--- start QUOTED TEXT ---
Wednesday, March 18, 2009

Looking back on my blog, I feel like it overall was a good exercise. Being about the receive feedback on ideas, but no to your face, was a good way to get things out semi-anonymously. It was also nice to be able to read what other people thought of things that I had also read and clear things up about stories or poems (or whatever the blog of the day may have been) before we started class. 

The biggest problem I had with the blog was that it just makes me a little uncomfortable. I feel funny knowing someone is sitting and reading what I thought about something for class, or my essay, and not being able to see a reaction. Just being self-conscious about my work made me feel funny about posting all of my ideas online. I feel like since writing these fairly often, I'm starting to get a little more comfortable with it. I guess I just need to not feel like it's such a personal thing to write about how I feel about things in a blog. I feel like now, however, I am able to be more candid about what I am writing on here (obviously), and writing on her has helped me to just not worry about things and get it over with. I really did enjoy being able to get feedback on things that I was thinking about the assignments for the day, especially when I didn't say the things that I thought in class. It was a good way to be able to get everyone to participate in a "class discussion" without having to take face-to-face. Everyone could be candid and write what they thought, get feedback, and be honest. That's a cool idea.
--- end QUOTED TEXT ---
--- start ITEMS ---
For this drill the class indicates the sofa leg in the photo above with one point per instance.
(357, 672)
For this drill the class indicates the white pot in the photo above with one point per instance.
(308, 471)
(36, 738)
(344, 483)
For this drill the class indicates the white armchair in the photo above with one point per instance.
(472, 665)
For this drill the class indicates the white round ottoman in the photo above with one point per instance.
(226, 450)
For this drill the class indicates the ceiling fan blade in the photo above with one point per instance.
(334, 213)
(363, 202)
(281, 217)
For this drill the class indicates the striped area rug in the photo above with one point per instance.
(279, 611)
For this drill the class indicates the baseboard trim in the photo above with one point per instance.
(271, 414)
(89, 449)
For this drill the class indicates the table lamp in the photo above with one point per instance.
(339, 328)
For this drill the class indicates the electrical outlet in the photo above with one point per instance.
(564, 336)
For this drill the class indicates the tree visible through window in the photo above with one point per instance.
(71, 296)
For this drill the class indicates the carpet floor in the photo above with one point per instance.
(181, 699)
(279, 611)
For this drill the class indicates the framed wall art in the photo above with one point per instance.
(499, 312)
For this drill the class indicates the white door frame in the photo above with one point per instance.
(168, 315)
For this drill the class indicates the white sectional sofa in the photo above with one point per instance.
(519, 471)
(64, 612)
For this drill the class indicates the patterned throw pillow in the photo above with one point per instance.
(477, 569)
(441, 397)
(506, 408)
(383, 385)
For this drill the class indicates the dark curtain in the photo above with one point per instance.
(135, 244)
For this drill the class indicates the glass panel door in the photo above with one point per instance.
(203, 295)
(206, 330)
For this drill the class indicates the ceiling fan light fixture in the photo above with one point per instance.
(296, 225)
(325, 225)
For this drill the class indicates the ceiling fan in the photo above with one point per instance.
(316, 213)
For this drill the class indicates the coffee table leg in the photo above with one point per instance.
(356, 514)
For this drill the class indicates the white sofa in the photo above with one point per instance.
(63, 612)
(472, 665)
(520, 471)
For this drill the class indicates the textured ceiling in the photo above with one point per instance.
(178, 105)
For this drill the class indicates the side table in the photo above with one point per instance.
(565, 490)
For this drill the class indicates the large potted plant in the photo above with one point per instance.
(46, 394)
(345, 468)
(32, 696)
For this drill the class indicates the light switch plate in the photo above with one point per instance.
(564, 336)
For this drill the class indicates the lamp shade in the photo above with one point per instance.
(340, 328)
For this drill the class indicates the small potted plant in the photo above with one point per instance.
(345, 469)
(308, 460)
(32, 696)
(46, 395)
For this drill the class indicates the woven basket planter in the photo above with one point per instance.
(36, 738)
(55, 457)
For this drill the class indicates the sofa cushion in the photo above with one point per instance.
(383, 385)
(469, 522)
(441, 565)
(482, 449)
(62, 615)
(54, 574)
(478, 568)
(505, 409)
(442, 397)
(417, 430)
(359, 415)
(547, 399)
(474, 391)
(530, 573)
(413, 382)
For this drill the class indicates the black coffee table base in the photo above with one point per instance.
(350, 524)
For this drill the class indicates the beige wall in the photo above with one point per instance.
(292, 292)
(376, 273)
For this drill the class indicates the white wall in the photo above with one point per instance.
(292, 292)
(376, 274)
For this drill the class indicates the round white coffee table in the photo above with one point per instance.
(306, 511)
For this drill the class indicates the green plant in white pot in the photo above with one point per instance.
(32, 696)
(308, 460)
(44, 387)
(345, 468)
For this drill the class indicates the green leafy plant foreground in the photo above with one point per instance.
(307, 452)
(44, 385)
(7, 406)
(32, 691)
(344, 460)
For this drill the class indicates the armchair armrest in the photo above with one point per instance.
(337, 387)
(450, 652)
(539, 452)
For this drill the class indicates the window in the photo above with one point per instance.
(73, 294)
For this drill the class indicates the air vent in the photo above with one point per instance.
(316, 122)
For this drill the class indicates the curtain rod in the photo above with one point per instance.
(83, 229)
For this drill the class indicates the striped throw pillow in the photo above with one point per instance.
--- end ITEMS ---
INSTRUCTION:
Return the whole blog post reflecting on writing a class blog, word for word.

RESULT:
Wednesday, March 18, 2009

Looking back on my blog, I feel like it overall was a good exercise. Being about the receive feedback on ideas, but no to your face, was a good way to get things out semi-anonymously. It was also nice to be able to read what other people thought of things that I had also read and clear things up about stories or poems (or whatever the blog of the day may have been) before we started class. 

The biggest problem I had with the blog was that it just makes me a little uncomfortable. I feel funny knowing someone is sitting and reading what I thought about something for class, or my essay, and not being able to see a reaction. Just being self-conscious about my work made me feel funny about posting all of my ideas online. I feel like since writing these fairly often, I'm starting to get a little more comfortable with it. I guess I just need to not feel like it's such a personal thing to write about how I feel about things in a blog. I feel like now, however, I am able to be more candid about what I am writing on here (obviously), and writing on her has helped me to just not worry about things and get it over with. I really did enjoy being able to get feedback on things that I was thinking about the assignments for the day, especially when I didn't say the things that I thought in class. It was a good way to be able to get everyone to participate in a "class discussion" without having to take face-to-face. Everyone could be candid and write what they thought, get feedback, and be honest. That's a cool idea.